## TEXT SECTION
BEGIN

Welcome to the LD and Haplotype Analysis Tutorial!
Updated: January 28, 2021
Packages: SNP Analysis, Power Seat
This tutorial leads you through various LD and haplotype analyses in SVS. For demonstration purposes, a simulated dataset is used consisting of actual Affymetrix 500K genotypes from the four HapMap populations (Phase II) mapped to the hg19 Human reference build GRCh_37, a simulated case/control status, and a simulated quantitative phenotype.
This tutorial does not cover quality assurance, and therefore no quality assurance steps have been performed on the data in this tutorial. As it may be appropriate to filter markers based on Hardy-Weinberg Equilibrium or filter out markers with low call rates and minor allele frequencies, it is recommended that you perform such measures with your own data prior to performing LD and haplotype analysis.
To follow along you will need to download and unzip the following file, which includes several datasets:
We hope you enjoy the experience and look forward to your feedback.
1. Generating LD Plots
The general workflow outlined in this tutorial is intended to emulate a study wherein one first does a whole genome scan on individual markers, then hones in on significant regions for a more in-depth investigation of LD and haplotypes.
Open the Project
- Launch Golden Helix SVS and choose File > Open Project.
- Navigate to the LD and Haplotypes Analysis.ghp file downloaded previously and click Open.
You’ll notice a couple of datasets already created in the project, including a joined spreadsheet of phenotype and genotype data for the HapMap samples (Phenotype Dataset + 500K Genotypes), as well as an association test results spreadsheet (Association Tests (Genotypic Tests)).
Generate a –log10 P-value plot
- Open the Association Tests (Genotypic Tests) spreadsheet.
- Right-click on the Chi-Squared –log10 P column (2) and select Plot Variable in GenomeBrowse.
A p-value plot is created. Notice that there are two regions of significance, one on Chromosome 14 and the other on Chromosome 22. In this part of the tutorial we will focus on the Chromosome 22 region.
- Before you move on, go back to the Project Navigator and rename the plot node just created to -log10 P + LD. (To do this, right-click on the node and select Rename Node.)

END

## PROBLEM REQUIREMENTS
In the LD and haplotype tutorial, rewrite the passage starting with "1. Generating LD" and going on through "(Genotypic Tests) spreadsheet.", replacing "spreadsheet" with "table".

## DATASET EXTRACT
BEGIN

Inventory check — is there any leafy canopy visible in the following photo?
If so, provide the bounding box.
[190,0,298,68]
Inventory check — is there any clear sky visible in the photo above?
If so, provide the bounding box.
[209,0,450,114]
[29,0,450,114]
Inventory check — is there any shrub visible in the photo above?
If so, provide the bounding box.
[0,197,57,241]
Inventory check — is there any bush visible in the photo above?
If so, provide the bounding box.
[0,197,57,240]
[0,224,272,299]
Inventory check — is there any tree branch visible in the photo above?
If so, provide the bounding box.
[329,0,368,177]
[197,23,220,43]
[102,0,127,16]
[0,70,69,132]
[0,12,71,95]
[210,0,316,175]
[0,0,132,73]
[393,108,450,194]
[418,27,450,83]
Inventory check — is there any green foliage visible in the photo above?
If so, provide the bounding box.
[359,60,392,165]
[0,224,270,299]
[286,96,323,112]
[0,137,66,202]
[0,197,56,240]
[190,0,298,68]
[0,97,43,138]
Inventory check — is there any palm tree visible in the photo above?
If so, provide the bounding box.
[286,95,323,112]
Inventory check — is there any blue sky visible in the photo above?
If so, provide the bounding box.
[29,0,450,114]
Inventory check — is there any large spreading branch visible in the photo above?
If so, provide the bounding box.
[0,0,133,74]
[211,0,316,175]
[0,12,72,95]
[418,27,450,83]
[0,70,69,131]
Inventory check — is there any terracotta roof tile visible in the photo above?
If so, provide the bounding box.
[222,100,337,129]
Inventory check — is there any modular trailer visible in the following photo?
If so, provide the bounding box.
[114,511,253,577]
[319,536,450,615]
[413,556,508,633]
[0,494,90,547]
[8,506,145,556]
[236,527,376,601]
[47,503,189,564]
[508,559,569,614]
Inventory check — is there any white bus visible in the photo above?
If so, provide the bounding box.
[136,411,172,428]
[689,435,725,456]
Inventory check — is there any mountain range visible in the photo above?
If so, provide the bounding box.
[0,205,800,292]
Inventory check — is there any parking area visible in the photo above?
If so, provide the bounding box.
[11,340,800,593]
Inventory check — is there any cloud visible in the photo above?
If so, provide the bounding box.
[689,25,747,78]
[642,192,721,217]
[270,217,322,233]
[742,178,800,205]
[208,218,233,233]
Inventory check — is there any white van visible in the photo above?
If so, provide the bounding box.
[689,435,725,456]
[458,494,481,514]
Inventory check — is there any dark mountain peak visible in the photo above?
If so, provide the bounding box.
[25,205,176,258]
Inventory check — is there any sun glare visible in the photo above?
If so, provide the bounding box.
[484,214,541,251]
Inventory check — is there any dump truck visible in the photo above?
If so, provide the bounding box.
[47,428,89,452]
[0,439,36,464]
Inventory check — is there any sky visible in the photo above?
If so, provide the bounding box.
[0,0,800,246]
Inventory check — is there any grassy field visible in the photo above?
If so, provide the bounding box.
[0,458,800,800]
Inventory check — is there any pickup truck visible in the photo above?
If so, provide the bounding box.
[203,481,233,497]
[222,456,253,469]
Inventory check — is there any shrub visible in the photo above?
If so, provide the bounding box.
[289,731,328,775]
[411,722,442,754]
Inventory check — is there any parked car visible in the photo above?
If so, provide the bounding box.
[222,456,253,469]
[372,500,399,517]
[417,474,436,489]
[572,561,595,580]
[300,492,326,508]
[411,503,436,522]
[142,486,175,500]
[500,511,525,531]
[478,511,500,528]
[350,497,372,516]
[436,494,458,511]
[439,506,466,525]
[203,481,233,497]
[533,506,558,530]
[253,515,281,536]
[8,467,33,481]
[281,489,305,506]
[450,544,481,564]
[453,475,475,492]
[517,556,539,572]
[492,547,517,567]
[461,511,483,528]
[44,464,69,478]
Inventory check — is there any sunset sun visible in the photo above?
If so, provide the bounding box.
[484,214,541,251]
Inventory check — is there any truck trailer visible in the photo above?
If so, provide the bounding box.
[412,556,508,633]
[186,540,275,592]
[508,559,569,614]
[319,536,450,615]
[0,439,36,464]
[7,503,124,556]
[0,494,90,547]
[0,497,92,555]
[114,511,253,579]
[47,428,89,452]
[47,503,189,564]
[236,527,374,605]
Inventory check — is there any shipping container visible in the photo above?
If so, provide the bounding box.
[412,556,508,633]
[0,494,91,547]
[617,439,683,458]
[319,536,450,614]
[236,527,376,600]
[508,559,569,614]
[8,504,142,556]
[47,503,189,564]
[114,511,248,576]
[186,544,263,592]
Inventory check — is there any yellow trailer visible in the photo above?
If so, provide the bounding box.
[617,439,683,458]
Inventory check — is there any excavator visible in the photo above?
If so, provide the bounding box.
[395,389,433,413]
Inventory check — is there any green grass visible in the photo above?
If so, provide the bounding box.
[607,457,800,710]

END
BEGIN

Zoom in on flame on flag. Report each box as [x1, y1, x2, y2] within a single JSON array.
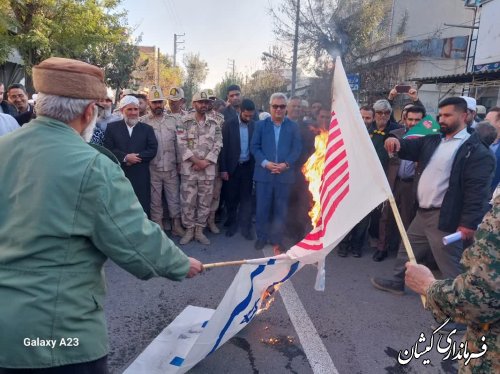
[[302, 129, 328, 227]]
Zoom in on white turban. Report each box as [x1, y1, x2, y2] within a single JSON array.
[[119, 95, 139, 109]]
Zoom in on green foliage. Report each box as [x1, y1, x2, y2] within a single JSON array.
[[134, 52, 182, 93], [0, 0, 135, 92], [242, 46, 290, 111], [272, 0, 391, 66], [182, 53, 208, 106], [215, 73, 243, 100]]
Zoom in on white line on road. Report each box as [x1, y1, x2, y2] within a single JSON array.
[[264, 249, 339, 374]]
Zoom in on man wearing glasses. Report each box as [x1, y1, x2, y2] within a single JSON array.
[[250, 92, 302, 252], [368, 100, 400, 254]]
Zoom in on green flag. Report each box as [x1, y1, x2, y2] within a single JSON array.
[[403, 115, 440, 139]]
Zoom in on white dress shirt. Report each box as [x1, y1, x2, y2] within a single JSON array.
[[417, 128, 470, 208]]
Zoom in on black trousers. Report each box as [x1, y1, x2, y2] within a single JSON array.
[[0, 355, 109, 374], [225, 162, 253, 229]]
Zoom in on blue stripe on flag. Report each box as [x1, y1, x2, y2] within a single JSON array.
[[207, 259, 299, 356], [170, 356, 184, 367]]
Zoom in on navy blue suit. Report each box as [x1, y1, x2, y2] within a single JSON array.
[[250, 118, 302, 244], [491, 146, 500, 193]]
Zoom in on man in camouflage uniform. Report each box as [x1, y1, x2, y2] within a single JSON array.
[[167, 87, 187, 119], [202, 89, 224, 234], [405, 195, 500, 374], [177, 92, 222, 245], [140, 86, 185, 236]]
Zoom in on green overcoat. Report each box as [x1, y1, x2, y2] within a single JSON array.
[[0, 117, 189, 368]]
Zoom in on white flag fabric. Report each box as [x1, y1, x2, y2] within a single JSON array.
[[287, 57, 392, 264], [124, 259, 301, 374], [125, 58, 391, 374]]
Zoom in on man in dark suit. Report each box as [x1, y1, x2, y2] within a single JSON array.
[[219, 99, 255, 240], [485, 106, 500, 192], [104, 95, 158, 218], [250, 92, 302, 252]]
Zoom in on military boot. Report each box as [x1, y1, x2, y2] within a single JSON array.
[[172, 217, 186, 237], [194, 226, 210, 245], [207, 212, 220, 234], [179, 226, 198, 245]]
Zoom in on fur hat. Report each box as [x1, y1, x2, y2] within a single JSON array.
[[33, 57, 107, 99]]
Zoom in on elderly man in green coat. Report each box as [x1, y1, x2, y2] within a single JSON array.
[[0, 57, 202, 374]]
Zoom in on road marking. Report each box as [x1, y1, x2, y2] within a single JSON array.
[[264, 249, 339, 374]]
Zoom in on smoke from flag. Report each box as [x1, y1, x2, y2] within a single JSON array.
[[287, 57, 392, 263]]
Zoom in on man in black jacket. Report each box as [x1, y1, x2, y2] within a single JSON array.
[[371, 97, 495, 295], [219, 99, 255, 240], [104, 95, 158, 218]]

END
BEGIN

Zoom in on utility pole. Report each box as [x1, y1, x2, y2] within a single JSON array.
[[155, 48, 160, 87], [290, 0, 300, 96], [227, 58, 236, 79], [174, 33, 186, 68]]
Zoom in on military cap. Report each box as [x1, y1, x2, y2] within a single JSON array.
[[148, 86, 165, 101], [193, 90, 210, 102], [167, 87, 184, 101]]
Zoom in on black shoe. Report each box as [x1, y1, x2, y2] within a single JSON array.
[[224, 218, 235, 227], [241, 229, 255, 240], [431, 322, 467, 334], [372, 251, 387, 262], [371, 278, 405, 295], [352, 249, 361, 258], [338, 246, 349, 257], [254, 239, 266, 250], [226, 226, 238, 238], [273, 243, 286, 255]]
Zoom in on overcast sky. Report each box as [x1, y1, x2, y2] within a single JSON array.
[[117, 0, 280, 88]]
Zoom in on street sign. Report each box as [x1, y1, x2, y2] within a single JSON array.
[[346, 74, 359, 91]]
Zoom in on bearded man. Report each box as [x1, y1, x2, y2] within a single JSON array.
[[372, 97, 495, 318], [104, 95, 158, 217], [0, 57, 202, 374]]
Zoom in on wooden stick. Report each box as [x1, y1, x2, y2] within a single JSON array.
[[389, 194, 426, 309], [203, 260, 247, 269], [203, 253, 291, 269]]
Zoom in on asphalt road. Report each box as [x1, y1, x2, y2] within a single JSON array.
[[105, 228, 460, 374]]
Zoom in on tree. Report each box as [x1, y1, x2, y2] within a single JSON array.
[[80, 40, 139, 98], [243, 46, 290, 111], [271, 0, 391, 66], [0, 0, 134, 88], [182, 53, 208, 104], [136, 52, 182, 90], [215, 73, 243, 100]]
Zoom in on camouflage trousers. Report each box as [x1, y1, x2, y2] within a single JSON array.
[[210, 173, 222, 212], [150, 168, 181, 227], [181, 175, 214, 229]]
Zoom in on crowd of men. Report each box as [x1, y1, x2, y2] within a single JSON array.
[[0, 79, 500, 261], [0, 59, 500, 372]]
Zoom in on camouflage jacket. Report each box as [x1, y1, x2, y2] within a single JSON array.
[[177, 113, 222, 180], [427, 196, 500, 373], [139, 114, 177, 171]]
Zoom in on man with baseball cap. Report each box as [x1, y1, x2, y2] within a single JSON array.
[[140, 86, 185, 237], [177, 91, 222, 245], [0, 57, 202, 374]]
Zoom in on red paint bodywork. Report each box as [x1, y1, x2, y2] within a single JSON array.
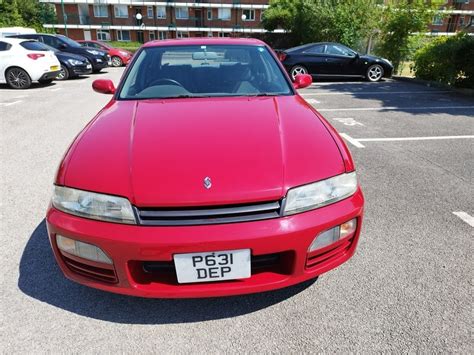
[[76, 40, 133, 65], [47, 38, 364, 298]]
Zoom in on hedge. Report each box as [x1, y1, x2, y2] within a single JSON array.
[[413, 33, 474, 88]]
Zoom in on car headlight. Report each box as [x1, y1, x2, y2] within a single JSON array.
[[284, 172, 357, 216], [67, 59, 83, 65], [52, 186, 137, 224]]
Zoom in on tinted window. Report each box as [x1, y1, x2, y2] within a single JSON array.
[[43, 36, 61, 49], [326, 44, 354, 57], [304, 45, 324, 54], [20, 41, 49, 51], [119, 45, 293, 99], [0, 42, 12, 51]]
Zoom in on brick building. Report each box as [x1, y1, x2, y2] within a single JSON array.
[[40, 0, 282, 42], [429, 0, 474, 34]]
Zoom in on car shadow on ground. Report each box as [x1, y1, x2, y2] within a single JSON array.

END

## RESULT FOR THIS EXERCISE
1. Generating LD Plots
The general workflow outlined in this tutorial is intended to emulate a study wherein one first does a whole genome scan on individual markers, then hones in on significant regions for a more in-depth investigation of LD and haplotypes.
Open the Project
- Launch Golden Helix SVS and choose File > Open Project.
- Navigate to the LD and Haplotypes Analysis.ghp file downloaded previously and click Open.
You’ll notice a couple of datasets already created in the project, including a joined table of phenotype and genotype data for the HapMap samples (Phenotype Dataset + 500K Genotypes), as well as an association test results table (Association Tests (Genotypic Tests)).
Generate a –log10 P-value plot
- Open the Association Tests (Genotypic Tests) table.